» **Documento de origem**
########################################

Nos moldes da legislação consumerista, os direitos à saúde e à segurança devem ser assegurados em relação aos riscos proporcionados pelos produtos e serviços colocados no mercado de consumo. É o que dispõe o art. 6º, I, do CDC:

Art. 6º São direitos básicos do consumidor:

I - a proteção da vida, saúde e segurança contra os riscos provocados por práticas no fornecimento de produtos e serviços considerados perigosos ou nocivos;

O direito básico à saúde e à segurança do consumidor é dos mais relevantes. Fica fácil percebermos tal relevância ao pensarmos nas consequências que advém do seu descumprimento: um mercado em que produtos e serviços não se submetem a rigorosos controles de qualidade é fator de causação de danos ao consumidor em potencial. A ocorrência desses danos, que podem ser materiais, morais e até mesmo estéticos, por sua vez, ensejará a responsabilização do seu causador. É o que a lei denomina de responsabilidade pelo fato (ou defeito) do produto ou do serviço.

########################################

» **Dados extraídos**
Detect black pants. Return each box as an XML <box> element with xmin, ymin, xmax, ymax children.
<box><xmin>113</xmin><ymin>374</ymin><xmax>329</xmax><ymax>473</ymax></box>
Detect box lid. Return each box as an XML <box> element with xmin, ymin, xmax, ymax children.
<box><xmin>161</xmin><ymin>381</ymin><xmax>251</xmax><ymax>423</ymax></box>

########################################

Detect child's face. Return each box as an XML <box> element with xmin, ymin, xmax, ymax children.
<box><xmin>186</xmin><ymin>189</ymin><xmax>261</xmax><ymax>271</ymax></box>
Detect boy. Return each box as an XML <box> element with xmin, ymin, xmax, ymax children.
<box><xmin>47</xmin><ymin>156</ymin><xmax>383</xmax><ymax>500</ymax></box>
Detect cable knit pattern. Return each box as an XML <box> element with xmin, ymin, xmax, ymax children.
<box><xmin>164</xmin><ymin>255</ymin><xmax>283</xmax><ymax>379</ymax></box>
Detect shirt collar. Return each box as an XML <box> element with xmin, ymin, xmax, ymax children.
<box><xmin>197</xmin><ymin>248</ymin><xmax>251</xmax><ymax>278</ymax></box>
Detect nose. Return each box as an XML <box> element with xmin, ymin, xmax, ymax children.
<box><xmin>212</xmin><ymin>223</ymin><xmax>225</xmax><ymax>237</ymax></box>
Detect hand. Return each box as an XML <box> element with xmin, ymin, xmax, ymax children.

########################################

Segundo o documento de origem, por que o direito básico à saúde e à segurança do consumidor está entre os mais relevantes? Responda em uma a três frases.

Sua relevância aparece nas consequências do descumprimento: um mercado em que produtos e serviços não passam por rigorosos controles de qualidade causa danos em potencial ao consumidor. Esses danos podem ser materiais, morais e até estéticos, e geram a responsabilização de quem os causou, chamada pela lei de responsabilidade pelo fato (ou defeito) do produto ou do serviço.